[Items from a data source]
::::
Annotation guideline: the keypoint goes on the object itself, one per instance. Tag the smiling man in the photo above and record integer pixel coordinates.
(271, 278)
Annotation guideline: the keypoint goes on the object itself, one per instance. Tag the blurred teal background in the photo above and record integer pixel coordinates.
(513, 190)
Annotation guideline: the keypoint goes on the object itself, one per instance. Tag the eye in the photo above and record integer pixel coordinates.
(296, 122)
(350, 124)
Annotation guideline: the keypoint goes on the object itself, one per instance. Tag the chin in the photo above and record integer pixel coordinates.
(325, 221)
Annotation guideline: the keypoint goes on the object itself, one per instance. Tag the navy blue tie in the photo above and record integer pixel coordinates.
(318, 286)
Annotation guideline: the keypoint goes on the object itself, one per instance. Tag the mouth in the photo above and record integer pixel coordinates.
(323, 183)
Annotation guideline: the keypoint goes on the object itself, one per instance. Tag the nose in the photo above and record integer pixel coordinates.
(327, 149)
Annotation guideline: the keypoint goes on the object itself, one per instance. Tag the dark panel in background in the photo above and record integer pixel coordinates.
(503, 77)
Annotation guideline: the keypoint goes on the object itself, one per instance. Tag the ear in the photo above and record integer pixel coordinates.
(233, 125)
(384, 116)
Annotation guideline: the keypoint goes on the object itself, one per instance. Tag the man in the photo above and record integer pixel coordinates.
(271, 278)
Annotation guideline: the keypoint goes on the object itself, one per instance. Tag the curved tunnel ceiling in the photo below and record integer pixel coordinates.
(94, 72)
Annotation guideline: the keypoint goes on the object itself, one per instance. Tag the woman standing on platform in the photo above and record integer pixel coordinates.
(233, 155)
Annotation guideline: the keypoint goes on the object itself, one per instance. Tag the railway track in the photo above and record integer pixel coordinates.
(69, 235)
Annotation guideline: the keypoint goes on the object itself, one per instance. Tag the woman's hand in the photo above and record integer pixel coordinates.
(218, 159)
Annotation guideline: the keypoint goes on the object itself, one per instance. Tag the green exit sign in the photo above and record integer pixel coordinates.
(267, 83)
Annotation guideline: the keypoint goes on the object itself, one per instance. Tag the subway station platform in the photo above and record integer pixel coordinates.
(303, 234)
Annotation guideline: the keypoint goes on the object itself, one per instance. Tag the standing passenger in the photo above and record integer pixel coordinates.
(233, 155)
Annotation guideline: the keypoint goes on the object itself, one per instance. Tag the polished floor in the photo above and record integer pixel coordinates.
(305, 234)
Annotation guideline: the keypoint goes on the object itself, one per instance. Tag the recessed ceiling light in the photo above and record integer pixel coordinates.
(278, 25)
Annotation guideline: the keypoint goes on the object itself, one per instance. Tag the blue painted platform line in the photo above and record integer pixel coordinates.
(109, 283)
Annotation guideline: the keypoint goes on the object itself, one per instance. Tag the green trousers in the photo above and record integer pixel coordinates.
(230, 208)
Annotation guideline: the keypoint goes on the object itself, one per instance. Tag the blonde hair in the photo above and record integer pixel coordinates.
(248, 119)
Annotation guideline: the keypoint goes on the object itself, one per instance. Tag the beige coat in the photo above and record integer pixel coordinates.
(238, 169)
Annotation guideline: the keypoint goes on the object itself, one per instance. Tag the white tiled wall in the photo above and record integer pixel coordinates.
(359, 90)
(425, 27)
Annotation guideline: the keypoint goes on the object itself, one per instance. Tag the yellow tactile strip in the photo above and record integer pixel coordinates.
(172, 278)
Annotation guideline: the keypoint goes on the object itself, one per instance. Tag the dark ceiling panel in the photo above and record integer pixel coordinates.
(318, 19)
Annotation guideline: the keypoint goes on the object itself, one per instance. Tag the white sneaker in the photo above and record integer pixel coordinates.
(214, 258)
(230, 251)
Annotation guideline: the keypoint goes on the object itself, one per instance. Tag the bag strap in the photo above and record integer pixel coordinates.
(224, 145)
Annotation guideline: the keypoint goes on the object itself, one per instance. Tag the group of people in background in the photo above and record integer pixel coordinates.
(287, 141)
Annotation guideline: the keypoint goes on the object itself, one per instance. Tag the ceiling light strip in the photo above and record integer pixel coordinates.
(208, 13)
::::
_Exercise aim_
Write every entry out again. Leave each one exactly as it is.

_Written solution_
Annotation guideline: the keypoint goes on the object itself, one per instance. Tag the smiling man in the photo above and record integer pixel coordinates.
(271, 278)
Annotation guideline: the keypoint goes on the object itself, one per instance. Tag the blurred teal background in the photo above and record integer pixel coordinates.
(513, 190)
Annotation guideline: the keypoint goes on the object itself, one per instance. Tag the eye in the photo above and record integer pixel coordinates.
(296, 122)
(350, 124)
Annotation guideline: the keypoint goes on the object itself, one per instance. Tag the chin in the photo above and record integer pixel coordinates.
(325, 221)
Annotation guideline: the keypoint goes on the object itself, one per instance. Tag the navy blue tie in the photo above and record integer pixel coordinates.
(318, 286)
Annotation guideline: the keypoint goes on the object itself, one per instance. Tag the mouth in the photo above and record integer pixel coordinates.
(323, 183)
Annotation guideline: the keypoint goes on the object itself, one per instance. Tag the nose in the photo above and record integer pixel coordinates.
(327, 149)
Annotation guideline: the keypoint goes on the object itself, one per instance. Tag the dark panel in background in the photo above and record integer pixel coordinates.
(503, 77)
Annotation guideline: the keypoint goes on the object itself, one per instance. Tag the ear in the photo above and record integer pixel coordinates.
(233, 125)
(384, 116)
Annotation guideline: the keypoint goes on the object itself, one per instance. Tag the man in the photo above and record integer pixel coordinates.
(271, 278)
Annotation guideline: the keypoint goes on the object itself, one per instance. Tag the curved tunnel ceiling in the photo below and record integer pixel coordinates.
(94, 72)
Annotation guideline: the keypoint goes on the object itself, one per instance. Tag the woman standing on platform in the photo above and record integer pixel coordinates.
(233, 155)
Annotation guideline: the keypoint goes on the object itself, one per instance. Tag the railway track in the photo above and record integer pixel coordinates.
(69, 235)
Annotation guideline: the keypoint goes on the object itself, one per instance. Tag the woman's hand in the photo above and record integer pixel coordinates.
(218, 159)
Annotation guideline: the keypoint goes on the object itself, one per instance. Tag the green exit sign in the photo above and record integer pixel coordinates.
(267, 83)
Annotation guideline: the keypoint goes on the object itself, one per instance. Tag the subway station platform in the photo above and record integer pixel coordinates.
(303, 234)
Annotation guideline: the keypoint goes on the object itself, one per instance. Tag the standing passenger in the photo above and record integer pixel coordinates.
(233, 155)
Annotation guideline: the keypoint goes on the object itself, one per instance. Tag the polished floor in the photo above and record integer pixel coordinates.
(305, 234)
Annotation guideline: the keypoint goes on the object itself, one per instance. Tag the recessed ceiling light in the photo above and record integer pixel coordinates.
(278, 25)
Annotation guideline: the keypoint goes on the object itself, one per instance. Tag the blue painted platform line in the photo above and record integer pixel coordinates.
(109, 283)
Annotation guideline: the keypoint goes on the object itself, one per instance. Tag the green trousers in the photo above and record integer pixel coordinates.
(230, 208)
Annotation guideline: the keypoint goes on the object itself, one per instance. Tag the blonde hair in the photo above and record integer pixel coordinates.
(248, 119)
Annotation guideline: the keypoint goes on the object itself, one per instance. Tag the beige coat in the photo above and record integer pixel coordinates.
(238, 169)
Annotation guideline: the keypoint goes on the object itself, one per instance. Tag the white tiled wall in the photo above and record integer pixel coordinates.
(359, 90)
(425, 27)
Annotation guideline: the keypoint goes on the object itself, one per instance. Tag the yellow tactile strip in the photo above and record integer pixel coordinates.
(172, 278)
Annotation guideline: the keypoint goes on the object itself, one per instance. Tag the dark ceiling panel in the photo above and record integer pixel coordinates.
(318, 19)
Annotation guideline: the keypoint goes on the object itself, one per instance. Tag the white sneaker in the photo above and record integer pixel coordinates.
(214, 258)
(230, 251)
Annotation guideline: the keypoint goes on the object itself, one per instance. Tag the bag strap in the photo above and record integer pixel coordinates.
(224, 145)
Annotation guideline: the keypoint goes on the object itself, one per instance. Tag the group of people in background in the photo above and record integer pixel coordinates.
(287, 141)
Annotation guideline: the keypoint goes on the object itself, one per instance. Tag the ceiling light strip in the photo above and record integer pixel coordinates.
(208, 13)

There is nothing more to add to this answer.